What this task involves: Your task is to output every record exactly as it is given.

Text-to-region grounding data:

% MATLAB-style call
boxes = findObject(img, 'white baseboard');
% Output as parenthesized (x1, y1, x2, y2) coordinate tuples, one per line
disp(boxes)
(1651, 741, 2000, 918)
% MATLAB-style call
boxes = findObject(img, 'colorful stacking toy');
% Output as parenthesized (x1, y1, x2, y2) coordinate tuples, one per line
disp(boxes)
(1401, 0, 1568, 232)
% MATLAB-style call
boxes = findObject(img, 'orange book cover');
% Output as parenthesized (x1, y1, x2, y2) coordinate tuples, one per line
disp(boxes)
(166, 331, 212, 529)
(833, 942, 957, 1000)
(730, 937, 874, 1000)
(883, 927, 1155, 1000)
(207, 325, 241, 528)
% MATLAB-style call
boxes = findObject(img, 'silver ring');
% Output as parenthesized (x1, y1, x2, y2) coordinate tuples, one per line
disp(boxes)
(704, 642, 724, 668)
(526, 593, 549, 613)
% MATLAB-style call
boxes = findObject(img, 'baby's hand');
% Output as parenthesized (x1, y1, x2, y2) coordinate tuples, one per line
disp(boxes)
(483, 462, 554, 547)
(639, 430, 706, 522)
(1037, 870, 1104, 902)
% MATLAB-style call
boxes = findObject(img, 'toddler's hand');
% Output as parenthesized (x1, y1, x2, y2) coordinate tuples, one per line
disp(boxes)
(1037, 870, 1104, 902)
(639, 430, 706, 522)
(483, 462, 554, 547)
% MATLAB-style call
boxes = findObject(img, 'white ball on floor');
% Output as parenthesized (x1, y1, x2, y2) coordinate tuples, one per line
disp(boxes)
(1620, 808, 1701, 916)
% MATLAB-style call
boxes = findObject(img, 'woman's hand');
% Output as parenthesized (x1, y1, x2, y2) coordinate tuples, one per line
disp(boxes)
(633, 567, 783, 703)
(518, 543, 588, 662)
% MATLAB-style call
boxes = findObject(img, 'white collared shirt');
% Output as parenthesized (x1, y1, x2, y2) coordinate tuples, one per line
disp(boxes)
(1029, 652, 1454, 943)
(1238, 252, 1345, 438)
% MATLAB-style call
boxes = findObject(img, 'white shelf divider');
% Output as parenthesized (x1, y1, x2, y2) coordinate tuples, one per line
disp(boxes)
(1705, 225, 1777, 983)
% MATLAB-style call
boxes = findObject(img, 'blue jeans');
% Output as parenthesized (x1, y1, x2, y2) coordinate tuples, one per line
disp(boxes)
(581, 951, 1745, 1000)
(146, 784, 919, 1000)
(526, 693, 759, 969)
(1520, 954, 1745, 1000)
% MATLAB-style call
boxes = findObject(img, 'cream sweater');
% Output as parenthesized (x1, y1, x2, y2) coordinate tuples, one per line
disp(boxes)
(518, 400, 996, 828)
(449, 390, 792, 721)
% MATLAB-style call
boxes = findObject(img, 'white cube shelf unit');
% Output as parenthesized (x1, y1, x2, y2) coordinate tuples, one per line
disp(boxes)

Response below:
% MATLAB-style call
boxes = findObject(img, 'white baseboard');
% Output as parenthesized (x1, y1, x2, y2) coordinate tuples, one per line
disp(boxes)
(1651, 741, 2000, 918)
% MATLAB-style call
boxes = findObject(img, 'colorful stacking toy');
% Output as parenthesized (x1, y1, x2, y2) coordinate tuples, one per line
disp(boxes)
(1401, 0, 1568, 232)
% MATLAB-style call
boxes = findObject(img, 'orange book cover');
% Output as parenthesized (x1, y1, x2, y2) coordinate tuples, one per line
disp(boxes)
(166, 331, 212, 529)
(833, 942, 957, 1000)
(730, 937, 874, 1000)
(883, 927, 1155, 1000)
(207, 325, 241, 528)
% MATLAB-style call
boxes = findObject(img, 'silver ring');
% Output as parenthesized (x1, y1, x2, y2) coordinate tuples, one per line
disp(boxes)
(704, 642, 724, 668)
(526, 593, 549, 613)
% MATLAB-style call
boxes = findObject(img, 'baby's hand');
% Output as parenthesized (x1, y1, x2, y2) coordinate tuples, one per line
disp(boxes)
(483, 462, 554, 547)
(639, 430, 706, 522)
(1037, 870, 1104, 902)
% MATLAB-style call
boxes = findObject(img, 'toddler's hand');
% Output as parenthesized (x1, y1, x2, y2) coordinate tuples, one per line
disp(boxes)
(1037, 870, 1104, 902)
(639, 430, 706, 522)
(483, 462, 554, 547)
% MATLAB-style call
boxes = findObject(img, 'white ball on floor');
% Output as parenthesized (x1, y1, x2, y2) coordinate tuples, one per line
disp(boxes)
(1620, 808, 1701, 916)
% MATLAB-style call
boxes = findObject(img, 'woman's hand');
% Output as parenthesized (x1, y1, x2, y2) coordinate tuples, one per line
disp(boxes)
(633, 567, 783, 703)
(518, 543, 588, 662)
% MATLAB-style call
boxes = findObject(img, 'white collared shirt');
% Output as parenthesized (x1, y1, x2, y2) coordinate tuples, one per line
disp(boxes)
(1029, 652, 1454, 943)
(1238, 252, 1345, 438)
% MATLAB-style call
boxes = findObject(img, 'white shelf divider');
% Output as parenthesized (x1, y1, x2, y2) coordinate tuples, one per line
disp(boxes)
(1705, 225, 1777, 983)
% MATLAB-style call
boxes = findObject(img, 'blue jeans');
% Output as parenthesized (x1, y1, x2, y2) coordinate tuples, one per line
disp(boxes)
(581, 951, 1745, 1000)
(146, 784, 919, 1000)
(526, 693, 759, 969)
(1520, 954, 1745, 1000)
% MATLAB-style call
boxes = findObject(img, 'cream sweater');
% Output as parenthesized (x1, y1, x2, y2) coordinate tuples, one per line
disp(boxes)
(518, 400, 996, 828)
(449, 390, 792, 721)
% MATLAB-style call
boxes = findObject(img, 'white cube shelf unit');
% Output as parenthesized (x1, y1, x2, y2) coordinate tuples, one per line
disp(boxes)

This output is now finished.